> [PASSAGE GIVEN]:
▬▬▬▬▬▬

If multiple artifacts underlie an accepted SLE paper, all artifacts should be collected in one archive and submitted together in one single submission. For instance, if a tool has been developed, a tutorial has been authored with detailed instructions on how to use the tool, and user studies have been performed for evaluating the tool’s properties, the tool, the tutorial, and the raw data collected in the user study should be packed in one archive file and submitted together in one single submission to the SLE 2017 artifact evaluation.
When preparing your artifact, consider that your artifact should be as accessible to the AEC as possible. In particular, it should be possible for the AEC to quickly make progress in the investigation of your artifact. Please provide some simple scenarios describing concretely how the artifact is intended to be used. For a tool, this would include specific inputs to provide or actions to take, and expected output or behavior in response to this input.
For artifacts that are tools, it is recommended to provide the tool installed and ready to use on a virtual machine for VirtualBox, VMware, SHARE or a similar widely available platform.
Please use widely supported open formats for documents (e.g., PDF, HTML) and data (e.g., CSV, JSON).
Submitted artifacts will be evaluated by the AEC concerning the following criteria: Artifacts should be
- consistent with the paper,
- as complete as possible,
- well documented, and
- easy to (re)use facilitating further research.
Each submitted artifact will be evaluated by at least two members of the AEC. Thereby, the artifacts will be treated confidentially, just like the submitted paper.
Artifacts that pass the evaluation will receive an “Artifact Evaluated - Functional” badge and be invited for inclusion in the electronic conference proceedings published in the ACM Digital Library. Artifacts that will be included in the ACM Digital Library or that will be made permanently available in another publicly accessible archival repository will also receive the “Artifact Available” badge. Detailed definitions of these badges and the respective evaluation criteria may be found at the ACM Artifact Review Badging site.

▬▬▬▬▬▬

> [SUPPLIED INFORMATION]:
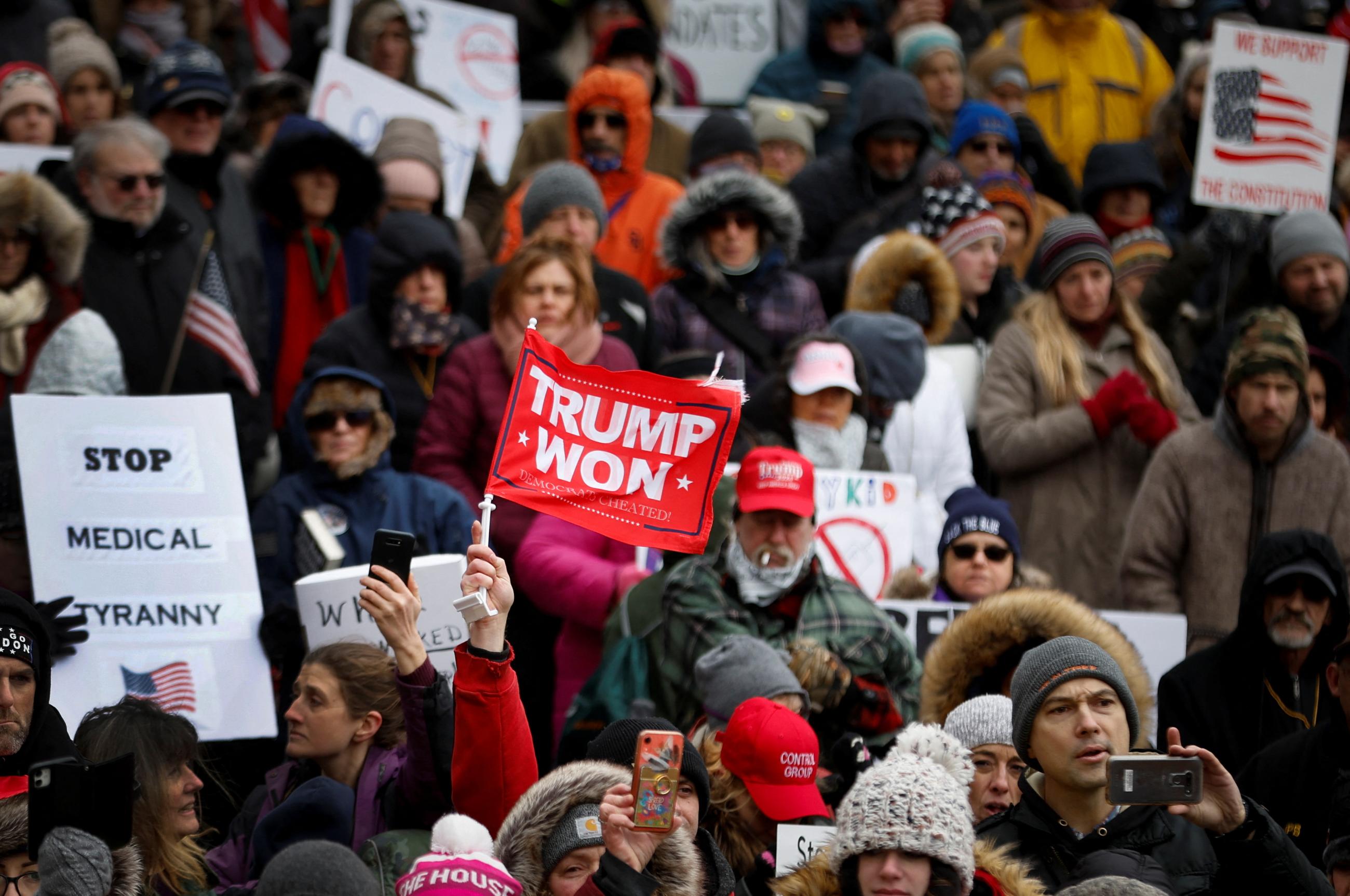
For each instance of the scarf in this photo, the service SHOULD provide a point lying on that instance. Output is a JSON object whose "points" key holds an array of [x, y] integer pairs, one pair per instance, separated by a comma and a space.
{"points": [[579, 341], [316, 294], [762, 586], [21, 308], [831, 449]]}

▬▬▬▬▬▬

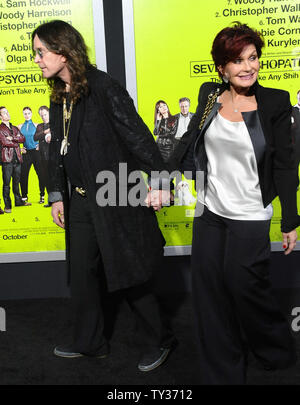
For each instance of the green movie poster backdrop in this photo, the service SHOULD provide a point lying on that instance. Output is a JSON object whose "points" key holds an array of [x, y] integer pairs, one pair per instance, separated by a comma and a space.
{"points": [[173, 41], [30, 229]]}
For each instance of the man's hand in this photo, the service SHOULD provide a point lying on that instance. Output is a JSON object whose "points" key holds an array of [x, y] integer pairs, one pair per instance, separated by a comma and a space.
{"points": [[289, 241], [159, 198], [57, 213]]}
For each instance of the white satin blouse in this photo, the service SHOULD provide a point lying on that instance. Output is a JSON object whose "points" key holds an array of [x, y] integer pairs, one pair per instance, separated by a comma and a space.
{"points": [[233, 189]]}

▬▬▬▬▬▬

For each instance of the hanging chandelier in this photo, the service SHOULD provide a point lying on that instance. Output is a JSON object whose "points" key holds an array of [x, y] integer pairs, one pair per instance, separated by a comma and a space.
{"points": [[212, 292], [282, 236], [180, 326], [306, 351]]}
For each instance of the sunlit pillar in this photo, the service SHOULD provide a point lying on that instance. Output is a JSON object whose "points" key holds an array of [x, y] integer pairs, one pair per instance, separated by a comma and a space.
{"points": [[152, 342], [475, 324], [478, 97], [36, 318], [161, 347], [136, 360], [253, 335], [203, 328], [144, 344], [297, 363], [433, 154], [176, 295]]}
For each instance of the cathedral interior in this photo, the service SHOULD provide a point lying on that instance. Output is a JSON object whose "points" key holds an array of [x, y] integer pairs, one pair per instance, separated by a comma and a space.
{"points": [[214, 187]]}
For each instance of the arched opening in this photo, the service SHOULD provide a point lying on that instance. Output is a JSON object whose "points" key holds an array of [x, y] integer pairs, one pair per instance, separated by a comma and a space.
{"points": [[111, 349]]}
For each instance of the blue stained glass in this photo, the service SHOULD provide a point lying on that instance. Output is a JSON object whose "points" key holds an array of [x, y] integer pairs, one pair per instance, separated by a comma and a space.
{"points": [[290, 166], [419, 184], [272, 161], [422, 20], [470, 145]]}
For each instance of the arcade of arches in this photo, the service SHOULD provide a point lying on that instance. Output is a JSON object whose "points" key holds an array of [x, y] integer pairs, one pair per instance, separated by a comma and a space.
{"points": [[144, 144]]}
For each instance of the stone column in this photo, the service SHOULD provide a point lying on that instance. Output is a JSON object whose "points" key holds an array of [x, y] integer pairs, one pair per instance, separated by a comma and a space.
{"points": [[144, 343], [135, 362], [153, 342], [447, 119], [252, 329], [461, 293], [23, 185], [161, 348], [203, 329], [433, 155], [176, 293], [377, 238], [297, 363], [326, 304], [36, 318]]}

▬▬▬▬▬▬

> [TASK LIST]:
A: According to the SLE 2017 artifact evaluation guidelines, how many AEC members will evaluate each submitted artifact?
B: Continue the SLE 2017 artifact evaluation guidelines from the point where they stop.

> [SET OF ANSWERS]:
A: At least two members of the AEC.

B:
The evaluation consists of two steps:
- Kicking-the-tires: Reviewers will check the artifact’s integrity and look for any possible setup problems that may prevent it from being properly evaluated (e.g., corrupted or missing files, VM won’t start, immediate crashes on the simplest example, etc.). In case of any problems, authors will be given a 48-hour period (August 17-18) to read and respond to the kick-the-tires reports of their artifacts and solve any issues preventing the artifact evaluation.
- Artifact assessment: Reviewers evaluate the artifacts and decide on the approval of the artifact.
Notification about the outcome of the artifact evaluation and reviews including suggestions for improving the artifacts will be distributed about one week before the deadline for the final version of the research paper, such that the outcome can be mentioned in the paper and the final artifact can be uploaded for inclusion in the ACM Digital Library.
- August 10, 2017: Artifact submission
- August 17-18, 2017: Kick-the-tires author response
- September 1, 2017: Artifact notification
Artifact Evaluation Chairs
- Tanja Mayerhofer, TU Wien, Austria
- Laurence Tratt, King’s College London, UK
Artifact Evaluation Committee
to be announced
For further information on the artifact evaluation of SLE 2017, feel free to contact the artifact evaluation chairs with an e-mail to firstname.lastname@example.org.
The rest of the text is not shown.